The Liberals’ assisted death bill strikes a difficult, necessary balance

Somewhere, Sue Rodriguez is smiling.

The B.C. woman who led the fight for the right to doctor-assisted suicide, only to lose at the Supreme Court, was twenty years ahead of her time. This week, the federal government introduced Bill C-14, legislation to allow “adults who are suffering intolerably and for whom death is reasonably foreseeable” to end their own lives with the help of a medical professional.

Rodriguez, who suffered from ALS, was one of those adults. She ultimately ended her life with the assistance of a doctor, illegally — as no doubt scores of other Canadians have done in the past two decades. The penalty of up to 14 years’ imprisonment for aiding and abetting a suicide remained on the books until the Supreme Court reversed its position on the issue in February 2015. The high court gave the then-Conservative government a year to bring in a law, and granted a further four-month extension to the new Liberal government last fall.

Bill C-14 would exempt doctors and nurse-practitioners from the Criminal Code provisions prohibiting assisted suicide, under strict conditions. To avail themselves of a medically-assisted death, those seeking death would have to be mentally competent, age 18 or older, have a serious and incurable disease, illness or disability and be in an advanced state of irreversible decline in capability. Their request would have to be voluntary and free of any pressure, and they would have to give informed consent.

----------------------------------------

» **Problem A**
Please answer these questions from the assisted-death editorial:
(i) What illness did Sue Rodriguez suffer from?
(ii) How old must a person be to seek a medically-assisted death under Bill C-14?
(iii) What was the maximum prison term for aiding and abetting a suicide?
» **Problem B**
Does the assisted-death editorial support each statement below? Answer yes or no and quote the deciding words.
(i) The Supreme Court gave the Liberal government a further four-month extension.
(ii) Sue Rodriguez won her case at the Supreme Court.
(iii) Bill C-14 would exempt pharmacists from the Criminal Code provisions on assisted suicide.

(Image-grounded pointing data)
----------------------------------------

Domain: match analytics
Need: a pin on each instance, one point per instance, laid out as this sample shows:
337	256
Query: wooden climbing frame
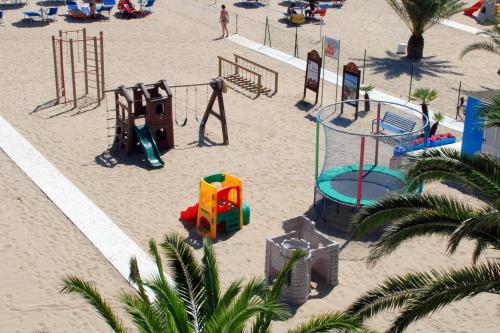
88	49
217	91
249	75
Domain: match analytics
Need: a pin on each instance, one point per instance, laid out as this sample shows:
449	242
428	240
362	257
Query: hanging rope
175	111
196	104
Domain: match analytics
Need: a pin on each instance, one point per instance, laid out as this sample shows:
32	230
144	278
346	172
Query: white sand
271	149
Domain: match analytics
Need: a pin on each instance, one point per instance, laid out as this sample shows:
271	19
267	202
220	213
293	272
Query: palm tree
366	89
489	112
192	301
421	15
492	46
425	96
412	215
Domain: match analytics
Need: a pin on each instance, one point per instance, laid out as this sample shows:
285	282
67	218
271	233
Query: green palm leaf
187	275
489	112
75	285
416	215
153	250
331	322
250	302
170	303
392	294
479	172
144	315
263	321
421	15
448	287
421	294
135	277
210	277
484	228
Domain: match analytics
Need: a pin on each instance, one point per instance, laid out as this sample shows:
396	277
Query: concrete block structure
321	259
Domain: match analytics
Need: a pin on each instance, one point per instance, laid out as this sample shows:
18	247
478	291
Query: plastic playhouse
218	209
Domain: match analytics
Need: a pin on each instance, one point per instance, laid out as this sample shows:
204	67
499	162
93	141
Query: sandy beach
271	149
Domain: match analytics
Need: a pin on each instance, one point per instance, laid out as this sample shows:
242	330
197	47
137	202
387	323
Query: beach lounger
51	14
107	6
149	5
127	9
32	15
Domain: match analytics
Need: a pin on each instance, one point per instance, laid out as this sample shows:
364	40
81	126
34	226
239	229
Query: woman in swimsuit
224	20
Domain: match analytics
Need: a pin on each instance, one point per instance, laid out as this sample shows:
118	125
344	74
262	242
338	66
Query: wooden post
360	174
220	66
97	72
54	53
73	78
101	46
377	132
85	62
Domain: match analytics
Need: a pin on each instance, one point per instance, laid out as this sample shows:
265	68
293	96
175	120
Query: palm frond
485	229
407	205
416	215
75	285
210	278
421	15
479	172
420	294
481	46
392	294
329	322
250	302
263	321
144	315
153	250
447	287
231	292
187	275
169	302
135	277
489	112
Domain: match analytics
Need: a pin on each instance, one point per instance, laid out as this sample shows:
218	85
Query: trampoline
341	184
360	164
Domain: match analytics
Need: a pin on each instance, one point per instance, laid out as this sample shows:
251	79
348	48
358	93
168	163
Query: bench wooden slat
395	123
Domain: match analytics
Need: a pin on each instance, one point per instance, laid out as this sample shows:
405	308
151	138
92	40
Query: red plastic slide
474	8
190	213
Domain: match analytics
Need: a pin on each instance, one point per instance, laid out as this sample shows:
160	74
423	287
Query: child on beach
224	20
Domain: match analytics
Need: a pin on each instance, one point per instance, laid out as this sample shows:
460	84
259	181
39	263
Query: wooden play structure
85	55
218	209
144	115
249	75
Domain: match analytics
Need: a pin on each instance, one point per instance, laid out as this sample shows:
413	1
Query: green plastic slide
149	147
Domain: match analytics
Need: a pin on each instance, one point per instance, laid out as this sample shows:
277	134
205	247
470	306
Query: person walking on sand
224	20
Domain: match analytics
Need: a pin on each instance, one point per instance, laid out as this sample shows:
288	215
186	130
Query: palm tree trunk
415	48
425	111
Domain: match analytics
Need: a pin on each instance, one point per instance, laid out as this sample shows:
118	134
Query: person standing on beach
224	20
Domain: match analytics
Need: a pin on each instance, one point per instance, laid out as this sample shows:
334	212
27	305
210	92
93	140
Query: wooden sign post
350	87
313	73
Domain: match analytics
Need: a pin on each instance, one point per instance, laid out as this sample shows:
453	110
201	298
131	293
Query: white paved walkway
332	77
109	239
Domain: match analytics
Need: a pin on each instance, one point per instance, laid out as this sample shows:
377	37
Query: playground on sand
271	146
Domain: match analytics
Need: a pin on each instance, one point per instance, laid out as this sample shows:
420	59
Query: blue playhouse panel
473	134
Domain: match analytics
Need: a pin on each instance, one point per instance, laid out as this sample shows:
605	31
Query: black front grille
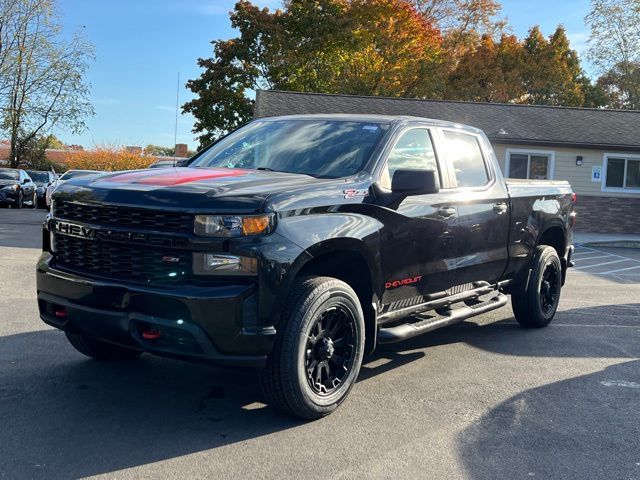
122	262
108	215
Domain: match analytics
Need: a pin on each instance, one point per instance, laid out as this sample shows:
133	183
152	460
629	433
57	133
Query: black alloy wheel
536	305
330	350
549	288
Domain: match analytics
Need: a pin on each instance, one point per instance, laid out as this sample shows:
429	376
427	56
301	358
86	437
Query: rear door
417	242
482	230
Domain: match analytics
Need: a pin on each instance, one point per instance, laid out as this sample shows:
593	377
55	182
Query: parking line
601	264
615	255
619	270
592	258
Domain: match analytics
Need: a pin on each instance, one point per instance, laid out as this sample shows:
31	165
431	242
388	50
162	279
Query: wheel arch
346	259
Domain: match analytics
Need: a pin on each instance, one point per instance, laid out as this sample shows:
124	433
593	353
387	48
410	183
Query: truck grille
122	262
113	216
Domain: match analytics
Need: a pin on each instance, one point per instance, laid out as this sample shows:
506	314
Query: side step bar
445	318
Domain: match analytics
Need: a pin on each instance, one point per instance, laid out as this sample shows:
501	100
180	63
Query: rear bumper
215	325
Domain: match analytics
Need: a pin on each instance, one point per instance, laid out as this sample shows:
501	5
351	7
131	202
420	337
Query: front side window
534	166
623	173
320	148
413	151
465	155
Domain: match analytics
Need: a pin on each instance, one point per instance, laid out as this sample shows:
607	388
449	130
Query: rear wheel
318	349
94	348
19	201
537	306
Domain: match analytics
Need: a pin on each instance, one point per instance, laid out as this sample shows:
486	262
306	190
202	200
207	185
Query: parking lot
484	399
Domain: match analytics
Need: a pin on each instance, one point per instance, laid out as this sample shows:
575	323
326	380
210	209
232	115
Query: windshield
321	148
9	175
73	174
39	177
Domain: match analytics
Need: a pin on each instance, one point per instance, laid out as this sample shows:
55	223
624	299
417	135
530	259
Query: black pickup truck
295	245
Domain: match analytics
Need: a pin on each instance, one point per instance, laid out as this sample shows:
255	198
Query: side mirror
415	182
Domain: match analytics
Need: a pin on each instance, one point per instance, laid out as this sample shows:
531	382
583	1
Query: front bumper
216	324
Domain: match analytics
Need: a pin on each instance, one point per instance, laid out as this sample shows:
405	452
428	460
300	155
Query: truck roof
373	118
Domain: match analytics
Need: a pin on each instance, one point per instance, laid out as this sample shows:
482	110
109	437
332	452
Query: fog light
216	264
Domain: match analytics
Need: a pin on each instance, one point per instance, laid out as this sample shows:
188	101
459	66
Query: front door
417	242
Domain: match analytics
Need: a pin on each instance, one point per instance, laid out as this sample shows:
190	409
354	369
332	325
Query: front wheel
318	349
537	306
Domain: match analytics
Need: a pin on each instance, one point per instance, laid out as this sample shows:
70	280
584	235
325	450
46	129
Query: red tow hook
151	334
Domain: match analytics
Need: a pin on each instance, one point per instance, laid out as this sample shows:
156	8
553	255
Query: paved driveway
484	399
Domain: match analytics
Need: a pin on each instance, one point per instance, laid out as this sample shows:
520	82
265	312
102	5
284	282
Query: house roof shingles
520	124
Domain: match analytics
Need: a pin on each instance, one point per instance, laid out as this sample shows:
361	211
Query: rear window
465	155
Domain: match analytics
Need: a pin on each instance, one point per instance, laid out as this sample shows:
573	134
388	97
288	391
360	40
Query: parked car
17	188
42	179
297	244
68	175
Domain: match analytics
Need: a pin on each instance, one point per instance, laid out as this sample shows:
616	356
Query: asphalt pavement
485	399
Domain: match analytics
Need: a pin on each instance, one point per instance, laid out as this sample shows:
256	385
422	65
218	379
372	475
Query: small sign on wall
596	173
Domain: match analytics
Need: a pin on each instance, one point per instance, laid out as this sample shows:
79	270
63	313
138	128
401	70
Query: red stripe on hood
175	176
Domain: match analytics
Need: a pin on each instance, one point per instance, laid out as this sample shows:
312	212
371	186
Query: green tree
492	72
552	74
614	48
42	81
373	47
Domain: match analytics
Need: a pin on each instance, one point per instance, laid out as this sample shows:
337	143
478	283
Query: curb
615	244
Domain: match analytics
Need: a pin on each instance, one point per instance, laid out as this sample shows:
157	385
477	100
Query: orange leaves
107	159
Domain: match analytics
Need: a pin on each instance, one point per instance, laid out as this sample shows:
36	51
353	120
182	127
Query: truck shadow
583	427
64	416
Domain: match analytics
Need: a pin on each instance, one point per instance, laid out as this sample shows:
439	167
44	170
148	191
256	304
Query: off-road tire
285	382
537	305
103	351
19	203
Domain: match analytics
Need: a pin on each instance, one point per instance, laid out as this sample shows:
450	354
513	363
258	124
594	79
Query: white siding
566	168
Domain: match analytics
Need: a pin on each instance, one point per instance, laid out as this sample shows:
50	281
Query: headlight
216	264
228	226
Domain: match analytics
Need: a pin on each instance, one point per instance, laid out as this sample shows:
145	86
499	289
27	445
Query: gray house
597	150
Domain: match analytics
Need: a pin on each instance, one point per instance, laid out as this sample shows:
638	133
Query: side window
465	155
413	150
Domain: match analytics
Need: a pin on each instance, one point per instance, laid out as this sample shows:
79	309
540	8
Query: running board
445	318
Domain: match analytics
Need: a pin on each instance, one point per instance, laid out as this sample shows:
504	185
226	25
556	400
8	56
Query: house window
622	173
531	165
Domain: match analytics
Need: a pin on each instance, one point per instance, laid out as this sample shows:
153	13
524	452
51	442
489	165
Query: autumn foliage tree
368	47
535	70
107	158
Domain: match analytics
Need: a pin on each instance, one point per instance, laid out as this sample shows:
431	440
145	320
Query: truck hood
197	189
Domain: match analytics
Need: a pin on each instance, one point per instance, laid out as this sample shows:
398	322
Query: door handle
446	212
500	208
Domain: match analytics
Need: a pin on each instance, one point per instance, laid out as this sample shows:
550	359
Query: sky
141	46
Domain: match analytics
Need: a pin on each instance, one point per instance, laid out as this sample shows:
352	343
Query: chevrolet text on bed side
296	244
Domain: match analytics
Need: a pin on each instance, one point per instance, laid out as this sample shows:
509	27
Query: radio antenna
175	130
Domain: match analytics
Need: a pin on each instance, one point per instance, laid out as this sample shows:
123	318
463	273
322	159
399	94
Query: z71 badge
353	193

----------------------------------------

» **Result A**
(i) ALS
(ii) 18 or older
(iii) 14 years

» **Result B**
(i) Yes: "granted a further four-month extension to the new Liberal government last fall"
(ii) No: "only to lose at the Supreme Court"
(iii) No: "Bill C-14 would exempt doctors and nurse-practitioners from the Criminal Code provisions prohibiting assisted suicide"